— Provided text —
Asphalt is vital to the construction industry in the US. It’s commonly used in the construction of roads, driveways, and on the roofs of houses. Asphalt is on 94 percent of the 2.7 million miles of paved roads in America.
In its most basic form, asphalt is the waste left over from refining crude oil. Also known as bitumen or liquid petroleum, this material contains toxic, heavy metals, like nickel, lead, mercury, and arsenic. When oxidized, these metals may cause cracks in the pavement, making it unsafe for passage. Potholes may develop over time due to old age and frequent usage. And local asphalt repair shops need to work on these cracks to prevent further damage and hazard on the road.
A new kind of asphalt, though, may change how this material performs and create an impact on the environment.
What is Bio-asphalt?
The adverse effects of commercial asphalting have led to the search for suitable alternatives to paving roads. The material’s production is highly dependent on the oil industry, making it energy and resource intensive. Since petroleum is a nonrenewable energy source, production of commercial asphalt is not ideal or sustainable.
Researchers discovered bio-asphalt in an attempt to produce nonpetroleum-based material independent from nonrenewable sources.
Bio-asphalt is a greener alternative to commercialized asphalt derived from crude oil waste deposits. Bio-asphalt, made of microalgae, proves to be a sustainable alternative to asphalt. Though the chemical composition of bio-asphalt varies immensely from that of asphalt derived from crude oil waste, both share some similarities; including its rheological properties (e.g., viscosity and penetration) and its black tint.
Researchers were able to produce bio-asphalt from microalgae waste. They used a hydrothermal liquefaction process, where pressurized water in a specific state turns microalgae into a black, sticky substance akin to liquid petroleum (asphalt). The current conversion efficiency of this material is at 55 percent.
Aside from its use on road pavements, bio-asphalt, in its liquid form with a temperature exceeding 212 degrees Fahrenheit, can also coat mineral aggregates.
But researches are still developing ways to produce bio-asphalt that can withstand any kind of weather and temperature. Where it currently stands, cold areas make bio-asphalt mixtures brittle and prone to damage. A solution to this would be creating a variety of asphalt fit for every climate.

— Data listing —

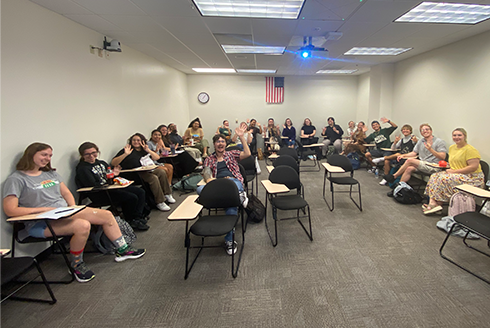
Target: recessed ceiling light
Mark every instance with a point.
(285, 9)
(235, 49)
(367, 51)
(336, 71)
(449, 13)
(214, 70)
(257, 71)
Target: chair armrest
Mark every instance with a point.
(333, 169)
(274, 188)
(187, 210)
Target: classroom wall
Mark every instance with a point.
(448, 88)
(242, 97)
(55, 91)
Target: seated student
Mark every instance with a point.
(429, 150)
(178, 141)
(333, 136)
(272, 135)
(464, 163)
(356, 142)
(91, 172)
(290, 132)
(129, 158)
(224, 164)
(405, 145)
(351, 129)
(156, 144)
(381, 138)
(194, 137)
(182, 163)
(35, 187)
(254, 128)
(225, 130)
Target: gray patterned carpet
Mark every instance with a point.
(376, 268)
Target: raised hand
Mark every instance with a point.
(127, 149)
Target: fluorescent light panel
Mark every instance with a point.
(236, 49)
(284, 9)
(366, 51)
(257, 71)
(214, 70)
(336, 71)
(450, 13)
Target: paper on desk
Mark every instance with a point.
(58, 213)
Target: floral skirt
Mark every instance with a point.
(441, 185)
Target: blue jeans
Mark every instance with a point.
(228, 210)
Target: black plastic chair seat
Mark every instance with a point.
(286, 203)
(216, 225)
(343, 180)
(12, 268)
(475, 221)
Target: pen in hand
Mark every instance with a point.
(68, 210)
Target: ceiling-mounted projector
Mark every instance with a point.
(114, 45)
(307, 48)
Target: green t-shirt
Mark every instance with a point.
(381, 138)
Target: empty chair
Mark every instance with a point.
(335, 178)
(294, 200)
(217, 194)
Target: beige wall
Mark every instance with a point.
(448, 88)
(239, 97)
(55, 91)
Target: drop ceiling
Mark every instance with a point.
(174, 32)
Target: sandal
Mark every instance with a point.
(430, 210)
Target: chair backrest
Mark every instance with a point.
(285, 175)
(219, 193)
(341, 161)
(485, 169)
(288, 161)
(288, 151)
(249, 164)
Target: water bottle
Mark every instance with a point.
(110, 176)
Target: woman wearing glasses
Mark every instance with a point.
(92, 172)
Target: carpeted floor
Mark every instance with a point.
(376, 268)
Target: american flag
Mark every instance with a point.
(274, 90)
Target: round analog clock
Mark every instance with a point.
(203, 97)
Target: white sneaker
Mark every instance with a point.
(163, 207)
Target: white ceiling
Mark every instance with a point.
(173, 32)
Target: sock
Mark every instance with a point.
(76, 258)
(120, 244)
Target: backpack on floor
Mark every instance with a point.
(461, 203)
(104, 245)
(255, 209)
(405, 194)
(188, 183)
(354, 160)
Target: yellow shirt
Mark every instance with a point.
(458, 157)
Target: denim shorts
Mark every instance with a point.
(37, 230)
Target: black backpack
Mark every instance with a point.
(255, 209)
(406, 195)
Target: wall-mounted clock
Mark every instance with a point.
(203, 97)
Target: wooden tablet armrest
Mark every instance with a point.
(274, 188)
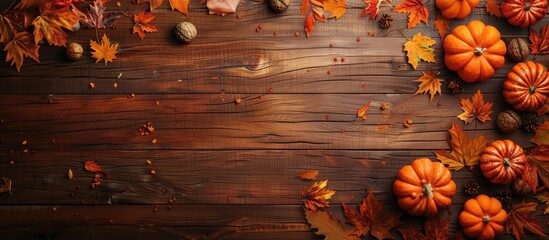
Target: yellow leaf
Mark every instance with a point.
(419, 48)
(105, 51)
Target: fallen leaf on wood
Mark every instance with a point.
(476, 109)
(464, 152)
(317, 196)
(419, 48)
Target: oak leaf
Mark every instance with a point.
(371, 218)
(540, 44)
(328, 225)
(416, 10)
(143, 24)
(317, 196)
(465, 152)
(519, 218)
(429, 82)
(105, 51)
(476, 109)
(419, 48)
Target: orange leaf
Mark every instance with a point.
(371, 218)
(308, 175)
(441, 24)
(429, 83)
(493, 8)
(317, 196)
(19, 47)
(464, 152)
(105, 51)
(519, 218)
(142, 24)
(476, 109)
(417, 12)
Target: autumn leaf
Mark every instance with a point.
(540, 44)
(328, 225)
(520, 218)
(317, 196)
(143, 24)
(105, 51)
(429, 82)
(464, 152)
(493, 8)
(417, 12)
(419, 48)
(371, 218)
(441, 24)
(308, 175)
(20, 47)
(476, 109)
(542, 134)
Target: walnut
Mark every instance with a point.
(508, 121)
(185, 31)
(518, 49)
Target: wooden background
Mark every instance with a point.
(231, 168)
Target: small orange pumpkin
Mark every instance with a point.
(475, 51)
(526, 86)
(424, 187)
(482, 217)
(457, 9)
(502, 161)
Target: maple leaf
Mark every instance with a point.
(328, 225)
(317, 196)
(441, 24)
(336, 7)
(19, 47)
(105, 51)
(476, 109)
(371, 218)
(520, 218)
(493, 8)
(540, 44)
(417, 12)
(464, 152)
(429, 83)
(419, 48)
(142, 24)
(308, 175)
(542, 134)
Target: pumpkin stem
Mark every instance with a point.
(478, 51)
(428, 190)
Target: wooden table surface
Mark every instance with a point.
(230, 167)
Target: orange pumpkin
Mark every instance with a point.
(457, 9)
(526, 86)
(482, 217)
(523, 13)
(424, 187)
(475, 51)
(502, 161)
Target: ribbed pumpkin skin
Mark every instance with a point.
(526, 86)
(523, 13)
(502, 161)
(475, 215)
(413, 183)
(457, 9)
(475, 51)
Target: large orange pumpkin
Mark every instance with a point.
(457, 9)
(482, 218)
(526, 86)
(502, 161)
(523, 13)
(475, 51)
(424, 187)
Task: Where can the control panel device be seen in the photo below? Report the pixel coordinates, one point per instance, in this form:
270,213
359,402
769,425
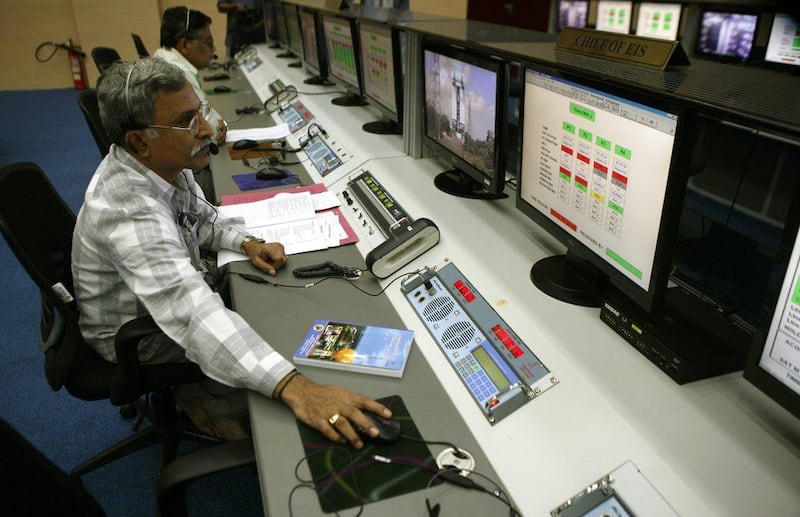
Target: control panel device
494,364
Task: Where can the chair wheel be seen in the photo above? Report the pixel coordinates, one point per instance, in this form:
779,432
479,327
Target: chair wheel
127,411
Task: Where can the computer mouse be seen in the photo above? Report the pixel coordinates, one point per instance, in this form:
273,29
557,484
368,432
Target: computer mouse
244,143
389,430
271,173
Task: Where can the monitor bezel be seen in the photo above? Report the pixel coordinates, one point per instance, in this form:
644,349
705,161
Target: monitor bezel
722,9
287,7
356,89
320,69
282,37
652,298
397,65
494,182
681,9
558,14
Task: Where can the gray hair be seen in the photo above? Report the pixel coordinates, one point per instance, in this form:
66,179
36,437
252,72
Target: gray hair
126,91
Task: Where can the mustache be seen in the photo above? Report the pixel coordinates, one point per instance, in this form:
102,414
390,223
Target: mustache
205,143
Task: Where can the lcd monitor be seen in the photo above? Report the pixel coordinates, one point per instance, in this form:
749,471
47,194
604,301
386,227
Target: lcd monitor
382,74
464,118
783,46
294,34
341,45
657,20
726,35
313,53
603,169
773,365
572,13
614,16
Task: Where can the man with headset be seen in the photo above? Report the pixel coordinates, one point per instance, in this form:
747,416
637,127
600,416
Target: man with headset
186,42
136,251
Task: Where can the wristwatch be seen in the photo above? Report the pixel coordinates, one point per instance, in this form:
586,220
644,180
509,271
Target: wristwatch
247,240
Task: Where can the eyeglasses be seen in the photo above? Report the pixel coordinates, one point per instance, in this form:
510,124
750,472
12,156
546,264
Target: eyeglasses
194,125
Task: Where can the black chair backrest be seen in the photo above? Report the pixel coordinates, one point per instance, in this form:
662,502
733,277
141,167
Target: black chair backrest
104,56
38,226
139,44
87,100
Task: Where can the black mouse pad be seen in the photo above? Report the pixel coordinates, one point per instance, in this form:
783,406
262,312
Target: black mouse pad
345,477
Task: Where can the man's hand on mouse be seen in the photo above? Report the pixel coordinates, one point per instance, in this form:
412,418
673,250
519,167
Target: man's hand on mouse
266,256
334,411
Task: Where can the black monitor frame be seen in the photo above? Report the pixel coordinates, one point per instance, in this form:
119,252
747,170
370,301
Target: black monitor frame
282,33
314,57
354,95
295,37
467,179
701,52
561,4
394,117
582,276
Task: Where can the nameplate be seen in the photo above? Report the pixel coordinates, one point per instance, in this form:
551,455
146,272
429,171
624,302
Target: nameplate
635,50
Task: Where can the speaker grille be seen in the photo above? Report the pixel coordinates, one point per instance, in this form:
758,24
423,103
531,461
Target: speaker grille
458,335
438,308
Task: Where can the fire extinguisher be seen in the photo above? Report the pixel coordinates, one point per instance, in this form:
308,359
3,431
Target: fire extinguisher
77,63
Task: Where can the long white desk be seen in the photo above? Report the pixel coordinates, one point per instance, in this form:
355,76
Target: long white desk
712,447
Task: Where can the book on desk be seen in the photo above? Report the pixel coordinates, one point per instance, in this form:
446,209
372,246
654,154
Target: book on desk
353,347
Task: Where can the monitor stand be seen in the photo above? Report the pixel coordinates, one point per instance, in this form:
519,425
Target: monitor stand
350,99
569,278
456,183
383,127
318,81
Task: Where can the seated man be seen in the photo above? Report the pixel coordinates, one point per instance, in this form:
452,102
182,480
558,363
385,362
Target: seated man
136,251
186,42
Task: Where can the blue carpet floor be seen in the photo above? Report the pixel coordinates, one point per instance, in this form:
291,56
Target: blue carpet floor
46,127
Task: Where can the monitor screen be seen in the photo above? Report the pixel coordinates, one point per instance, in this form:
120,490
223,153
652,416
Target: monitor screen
465,97
614,16
382,73
572,13
600,171
783,46
280,22
658,20
726,34
341,50
293,32
773,365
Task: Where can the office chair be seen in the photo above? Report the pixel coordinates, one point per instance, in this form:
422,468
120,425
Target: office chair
139,44
87,100
104,56
38,227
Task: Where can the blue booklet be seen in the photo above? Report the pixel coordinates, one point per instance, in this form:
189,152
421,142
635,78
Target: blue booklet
356,348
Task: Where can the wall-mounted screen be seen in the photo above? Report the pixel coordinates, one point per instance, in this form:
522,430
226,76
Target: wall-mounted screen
614,16
573,13
657,20
726,34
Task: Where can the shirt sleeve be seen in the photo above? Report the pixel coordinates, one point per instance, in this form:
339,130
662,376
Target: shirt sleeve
155,265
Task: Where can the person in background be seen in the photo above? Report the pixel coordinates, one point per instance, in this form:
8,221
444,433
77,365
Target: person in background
136,251
186,42
245,24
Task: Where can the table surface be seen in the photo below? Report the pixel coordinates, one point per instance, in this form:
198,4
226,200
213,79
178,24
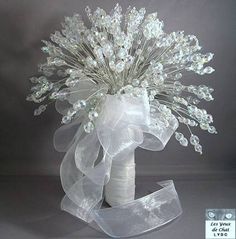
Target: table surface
30,208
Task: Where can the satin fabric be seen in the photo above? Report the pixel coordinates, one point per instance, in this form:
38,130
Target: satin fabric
125,123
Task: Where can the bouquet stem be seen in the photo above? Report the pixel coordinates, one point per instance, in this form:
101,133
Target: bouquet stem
121,187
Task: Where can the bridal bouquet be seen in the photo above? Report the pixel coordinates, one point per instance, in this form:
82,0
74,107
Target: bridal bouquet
118,86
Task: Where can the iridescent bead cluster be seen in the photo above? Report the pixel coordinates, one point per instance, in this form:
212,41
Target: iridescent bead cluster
123,51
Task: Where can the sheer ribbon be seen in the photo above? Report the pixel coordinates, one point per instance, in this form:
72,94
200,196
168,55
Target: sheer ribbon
125,123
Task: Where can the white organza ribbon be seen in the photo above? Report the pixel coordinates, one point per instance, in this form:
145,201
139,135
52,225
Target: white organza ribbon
125,123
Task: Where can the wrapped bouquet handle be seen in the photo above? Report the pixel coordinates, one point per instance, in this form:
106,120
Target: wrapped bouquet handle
117,85
125,123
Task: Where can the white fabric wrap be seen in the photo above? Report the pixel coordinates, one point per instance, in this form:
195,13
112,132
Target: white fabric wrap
125,123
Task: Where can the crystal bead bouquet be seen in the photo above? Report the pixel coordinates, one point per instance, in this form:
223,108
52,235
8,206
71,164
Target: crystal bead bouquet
117,86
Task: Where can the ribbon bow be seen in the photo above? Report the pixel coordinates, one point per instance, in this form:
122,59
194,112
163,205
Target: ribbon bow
125,123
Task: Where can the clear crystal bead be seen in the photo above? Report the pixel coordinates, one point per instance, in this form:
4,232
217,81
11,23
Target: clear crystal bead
93,115
194,139
198,148
81,104
184,142
178,136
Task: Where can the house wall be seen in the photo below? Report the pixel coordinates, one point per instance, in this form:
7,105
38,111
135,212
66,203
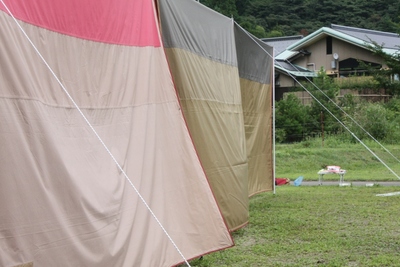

— Tasks for this exercise —
a) Restate the asphalt text starting with "Asphalt is vital" and going on through "on the road.", switching "crude oil" to "petroleum".
b) According to the asphalt text, what is the current conversion efficiency of producing bio-asphalt from microalgae?

— Answer list —
a)
Asphalt is vital to the construction industry in the US. It’s commonly used in the construction of roads, driveways, and on the roofs of houses. Asphalt is on 94 percent of the 2.7 million miles of paved roads in America.
In its most basic form, asphalt is the waste left over from refining petroleum. Also known as bitumen or liquid petroleum, this material contains toxic, heavy metals, like nickel, lead, mercury, and arsenic. When oxidized, these metals may cause cracks in the pavement, making it unsafe for passage. Potholes may develop over time due to old age and frequent usage. And local asphalt repair shops need to work on these cracks to prevent further damage and hazard on the road.

b) The current conversion efficiency is 55 percent.